--- PAGE TEXT Enclosed Below ---
Takeaway: The USPTO is increasingly relying on discretionary denials, signaling that petitioners face steep hurdles when patents are older or tied to ongoing litigation, while challenges to newer patents remain the most viable path forward for inter-party reviews of patents at the USPTO.

The U.S. Patent and Trademark Office continues to lean heavily on discretionary denials, with Acting Director Coke Morgan Stewart and Deputy Chief Judge Kal Deshpande rejecting most petitions for review while sending only a limited number to the Patent Trial and Appeal Board. Stewart recently denied 54 petitions and referred 22, while Deshpande issued six denials and three referrals in the latest round.

Stewart did grant rehearing in Advanced Micro Devices’ challenge to a Concurrent Ventures patent after related litigation was stayed, reversing her earlier denial. But in most cases she has emphasized factors such as trial schedules, patent age, prior ownership, and settled expectations of patent owners. She denied petitions from DataDome against Arkose Labs’ anti-bot patents, Microsoft against Dialect voice-recognition patents, and Tessell against Nutanix patents invented by its own founders.
--- End of Enclosed PAGE TEXT ---
--- GIVEN INFORMATION Enclosed Below ---
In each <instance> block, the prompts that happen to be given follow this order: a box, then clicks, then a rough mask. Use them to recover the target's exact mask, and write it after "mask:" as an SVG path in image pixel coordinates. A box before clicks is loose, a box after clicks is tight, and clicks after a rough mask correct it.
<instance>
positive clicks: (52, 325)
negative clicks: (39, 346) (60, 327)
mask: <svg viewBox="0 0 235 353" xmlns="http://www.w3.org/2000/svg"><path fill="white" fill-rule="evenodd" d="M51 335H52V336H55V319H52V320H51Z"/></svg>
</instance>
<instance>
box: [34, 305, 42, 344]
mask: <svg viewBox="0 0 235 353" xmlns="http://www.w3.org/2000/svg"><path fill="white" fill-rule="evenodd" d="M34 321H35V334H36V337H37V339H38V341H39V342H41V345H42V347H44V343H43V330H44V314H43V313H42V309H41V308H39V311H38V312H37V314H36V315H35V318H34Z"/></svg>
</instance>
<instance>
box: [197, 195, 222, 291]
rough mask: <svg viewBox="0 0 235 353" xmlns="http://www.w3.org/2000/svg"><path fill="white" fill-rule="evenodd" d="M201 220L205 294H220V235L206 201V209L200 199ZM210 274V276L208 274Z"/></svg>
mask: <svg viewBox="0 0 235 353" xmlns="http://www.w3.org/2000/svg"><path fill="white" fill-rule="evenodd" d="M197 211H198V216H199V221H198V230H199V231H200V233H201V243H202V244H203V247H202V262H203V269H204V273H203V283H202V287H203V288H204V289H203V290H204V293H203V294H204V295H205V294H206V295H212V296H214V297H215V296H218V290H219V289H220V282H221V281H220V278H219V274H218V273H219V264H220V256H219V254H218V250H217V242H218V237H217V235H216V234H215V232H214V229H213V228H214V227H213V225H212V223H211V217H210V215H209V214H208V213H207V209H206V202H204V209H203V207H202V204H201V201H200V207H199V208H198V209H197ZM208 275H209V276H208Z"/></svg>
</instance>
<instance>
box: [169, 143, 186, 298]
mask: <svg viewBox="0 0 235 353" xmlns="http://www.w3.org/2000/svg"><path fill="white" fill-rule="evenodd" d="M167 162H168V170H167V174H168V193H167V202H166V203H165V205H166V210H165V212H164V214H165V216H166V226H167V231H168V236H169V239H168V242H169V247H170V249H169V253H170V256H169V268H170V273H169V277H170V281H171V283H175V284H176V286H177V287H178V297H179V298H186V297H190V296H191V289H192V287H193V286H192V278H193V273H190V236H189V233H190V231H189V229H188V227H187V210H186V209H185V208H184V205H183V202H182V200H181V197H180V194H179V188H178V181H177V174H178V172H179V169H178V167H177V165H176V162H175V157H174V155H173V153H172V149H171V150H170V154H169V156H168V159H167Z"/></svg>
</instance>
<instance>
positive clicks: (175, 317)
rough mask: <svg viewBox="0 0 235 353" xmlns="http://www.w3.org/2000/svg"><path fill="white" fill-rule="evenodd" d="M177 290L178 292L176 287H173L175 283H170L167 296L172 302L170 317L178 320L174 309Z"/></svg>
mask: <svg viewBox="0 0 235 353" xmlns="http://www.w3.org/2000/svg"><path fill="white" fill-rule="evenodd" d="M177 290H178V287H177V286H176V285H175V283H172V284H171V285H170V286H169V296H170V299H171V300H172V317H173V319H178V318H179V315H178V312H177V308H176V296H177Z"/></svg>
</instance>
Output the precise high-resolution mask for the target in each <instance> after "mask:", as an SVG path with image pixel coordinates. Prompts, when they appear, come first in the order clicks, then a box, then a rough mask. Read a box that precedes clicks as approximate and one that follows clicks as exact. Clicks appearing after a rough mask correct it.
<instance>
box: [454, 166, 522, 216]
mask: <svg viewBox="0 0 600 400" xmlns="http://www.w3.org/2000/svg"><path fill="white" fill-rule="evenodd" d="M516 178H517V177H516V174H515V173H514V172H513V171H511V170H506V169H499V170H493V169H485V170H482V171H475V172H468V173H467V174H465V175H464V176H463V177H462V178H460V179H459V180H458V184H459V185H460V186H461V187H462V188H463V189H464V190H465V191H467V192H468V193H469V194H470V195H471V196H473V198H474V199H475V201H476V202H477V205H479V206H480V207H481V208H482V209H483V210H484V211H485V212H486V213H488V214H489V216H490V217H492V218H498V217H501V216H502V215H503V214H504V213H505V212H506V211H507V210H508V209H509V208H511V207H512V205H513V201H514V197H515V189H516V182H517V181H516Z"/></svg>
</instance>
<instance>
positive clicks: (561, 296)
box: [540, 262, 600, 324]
--- End of Enclosed GIVEN INFORMATION ---
Please pick up the piece on USPTO discretionary denials after its last sentence and continue it.

Deshpande expanded the settled expectations doctrine by rejecting Samsung’s challenges to GenghisComm patents, some issued as recently as 2022. Until now, the USPTO had only applied the doctrine to patents at least six years old, but Deshpande said ongoing Texas litigation made review inefficient even for newer patents.

Not all challenges failed. Stewart allowed MIM Software to proceed against a diagnostic imaging patent issued in 2024, where litigation has been stayed, and referred petitions involving Birchtech mercury removal patents in multidistrict litigation. Other recent referrals involved newly issued patents or cases where examiner error was identified.

The trend is clear: challenges to older patents or those already tied up in court face long odds, while newly issued patents and cases showing procedural flaws remain the most viable path to PTAB review.